EXERCÍCIO PROPOSTO 1: Identifique as linhas abaixo que contêm a palavra "gray" e copie cada uma delas, respeitando a distinção entre maiúsculas e minúsculas.
EXERCÍCIO PROPOSTO 2: Dê prosseguimento ao relato do sonho no Cine Carioca a partir da última frase apresentada.

TRECHO DO TEXTO:
--
Como compreender aquela sensação que nos atinge segundos após o despertar de um sonho agradável? Aquele breve momento em que nos vemos obrigados a nos despedir de pessoas e situações que pareciam tão reais, mesmo após tentarmos fechar os olhos por repetidas vezes, na desesperada tentativa de retornar a um mundo que parecia nos pertencer.
Tantos personagens interessantes que encontrei nestas intensas aventuras oníricas, estranhos com quem compartilhei sorrisos e lágrimas. Talvez por ter sido sempre um apaixonado pela Sétima Arte, os sonhos mais emocionantes envolvem perseguições audaciosas por locais exóticos, salvamentos heroicos de última hora ou divertidos encontros com alguns de meus ídolos, como as alegres conversas com Woody Allen, uma inesquecível sessão de cinema ao lado de Chaplin e Charlton Heston, que tentou durante uma madrugada inteira me ensinar a conduzir uma quadriga romana, com relativo sucesso.
Numa dessas horas mágicas, quando sonho em estado lúcido, caminho lentamente pela Rua das Flores na Praça Sáenz Peña (RJ – Tijuca), admirando os pôsteres dos filmes em exibição no longo muro externo, parando em frente ao belo “Cine Carioca”. Exatamente como fazia quando criança, eu me posiciono em um lugar imaginário numa fila que simplesmente aparece em minha frente. Escuto as conversas animadas dos pais, enquanto as crianças ficam perguntando insistentemente pela hora, antecipando com ansiedade o início do filme.
Sorrio enquanto me agarro ao momento, tentando não me perturbar com o cenário que se modifica abruptamente, com chuvas torrenciais e desfiladeiros que procuram me alertar da artificialidade daquele momento. Não olho para o relógio, com medo da movimentação irregular do ponteiro me trazer de volta para a cama. Puxo papo com o casal que aguarda na fila, mas despisto-os ao perceber que aquela interação estava me encaminhando para outro ponto no sonho. Preciso saber qual filme me aguarda naquela sessão. Seria um título inventado? Teria ele algum significado misterioso? Tento afastar estas questões da mente, já que qualquer tentativa de racionalidade determinaria o fim daquela doce ilusão.
--
MATERIAL A PROCESSAR:
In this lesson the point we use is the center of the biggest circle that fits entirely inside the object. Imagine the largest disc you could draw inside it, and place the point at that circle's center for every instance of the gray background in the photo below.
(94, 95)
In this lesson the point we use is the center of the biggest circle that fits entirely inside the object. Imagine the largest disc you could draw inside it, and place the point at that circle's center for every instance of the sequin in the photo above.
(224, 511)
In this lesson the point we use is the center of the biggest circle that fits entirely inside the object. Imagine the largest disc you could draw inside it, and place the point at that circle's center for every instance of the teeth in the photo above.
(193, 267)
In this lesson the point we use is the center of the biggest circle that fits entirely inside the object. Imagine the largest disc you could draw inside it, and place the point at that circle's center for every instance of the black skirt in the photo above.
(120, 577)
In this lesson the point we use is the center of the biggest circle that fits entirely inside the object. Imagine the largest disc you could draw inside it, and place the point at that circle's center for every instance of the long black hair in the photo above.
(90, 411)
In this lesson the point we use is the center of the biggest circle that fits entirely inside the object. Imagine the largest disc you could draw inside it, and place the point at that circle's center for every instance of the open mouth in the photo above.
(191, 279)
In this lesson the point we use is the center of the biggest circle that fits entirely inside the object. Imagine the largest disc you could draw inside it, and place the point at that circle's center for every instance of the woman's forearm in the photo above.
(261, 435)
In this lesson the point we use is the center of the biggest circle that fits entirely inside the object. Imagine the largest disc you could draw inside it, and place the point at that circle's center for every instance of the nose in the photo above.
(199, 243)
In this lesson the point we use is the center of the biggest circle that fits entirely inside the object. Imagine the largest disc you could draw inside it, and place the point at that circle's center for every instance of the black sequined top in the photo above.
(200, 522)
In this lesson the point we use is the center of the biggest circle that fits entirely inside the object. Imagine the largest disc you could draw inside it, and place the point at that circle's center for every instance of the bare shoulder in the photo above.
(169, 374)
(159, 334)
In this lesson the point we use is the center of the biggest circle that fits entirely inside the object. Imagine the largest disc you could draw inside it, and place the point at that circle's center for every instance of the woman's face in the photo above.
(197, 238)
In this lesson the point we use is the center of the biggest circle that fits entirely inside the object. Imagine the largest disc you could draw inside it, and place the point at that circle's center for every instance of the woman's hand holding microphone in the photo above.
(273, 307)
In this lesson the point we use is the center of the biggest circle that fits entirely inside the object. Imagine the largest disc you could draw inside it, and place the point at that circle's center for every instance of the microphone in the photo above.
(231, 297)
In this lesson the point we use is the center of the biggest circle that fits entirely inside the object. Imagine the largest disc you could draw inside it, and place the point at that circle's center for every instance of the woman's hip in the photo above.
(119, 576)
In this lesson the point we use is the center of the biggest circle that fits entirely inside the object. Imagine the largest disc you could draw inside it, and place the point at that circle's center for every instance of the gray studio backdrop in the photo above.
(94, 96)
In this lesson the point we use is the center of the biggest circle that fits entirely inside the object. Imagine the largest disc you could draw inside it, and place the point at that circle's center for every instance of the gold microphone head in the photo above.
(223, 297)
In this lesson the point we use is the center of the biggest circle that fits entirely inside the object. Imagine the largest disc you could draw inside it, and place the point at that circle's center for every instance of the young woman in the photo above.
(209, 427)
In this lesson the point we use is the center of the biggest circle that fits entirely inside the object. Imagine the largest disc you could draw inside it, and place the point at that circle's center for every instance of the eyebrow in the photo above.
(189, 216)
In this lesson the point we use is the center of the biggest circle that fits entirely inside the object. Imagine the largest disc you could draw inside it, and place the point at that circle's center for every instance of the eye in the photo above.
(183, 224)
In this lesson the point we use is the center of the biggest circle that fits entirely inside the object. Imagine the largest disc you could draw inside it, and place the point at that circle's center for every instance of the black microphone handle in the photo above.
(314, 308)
--
RESULTADO FINAL 1:
In this lesson the point we use is the center of the biggest circle that fits entirely inside the object. Imagine the largest disc you could draw inside it, and place the point at that circle's center for every instance of the gray background in the photo below.
In this lesson the point we use is the center of the biggest circle that fits entirely inside the object. Imagine the largest disc you could draw inside it, and place the point at that circle's center for every instance of the gray studio backdrop in the photo above.

RESULTADO FINAL 2:
Começo a sentir o aroma da pipoca no carrinho do vendedor. Descubro atrás dele uma banca que vendia dinossauros de plástico, exatamente como naquela tarde distante em que estava lá para ver a primeira sessão de “Jurassic Park”. Olho para minhas mãos e me surpreendo emocionado ao encontrar-me folheando um gibi do Super-Homem que eu adorava, cujas páginas eu acreditei ter esquecido após tantos anos, mas lá estavam como as deixei outrora, numa caixa de papelão esquecida no tempo, no triste momento em que tive que me desfazer de grande parte de minha coleção em meados da década de 90.
Passo pelo belo saguão e fico feliz ao constatar que o mármore continua brilhando como sempre. Será que aproveito a situação e corro por aquela luxuosa escadaria, como desejava na infância? Temendo que ela me conduzisse (como de costume nos sonhos) para outro ambiente completamente diferente, prefiro me manter seguindo a fila que adentra a sala escura. Como era reconfortante rever aquele tecido vermelho que escondia a grande tela, enquanto procurava uma poltrona vazia na última fileira.
Ainda não sabia qual filme seria exibido, mas desejava apenas que eu conseguisse me manter naquele local por mais algum tempo. O gibi pousado em meus joelhos, o som do projetor trabalhando, até que algo maravilhoso e inesperado ocorreu: em minha língua, sentia o sabor das deliciosas “Balas Boneco”, que sempre me acompanhavam nestas sessões. Hoje elas existem somente em minha memória.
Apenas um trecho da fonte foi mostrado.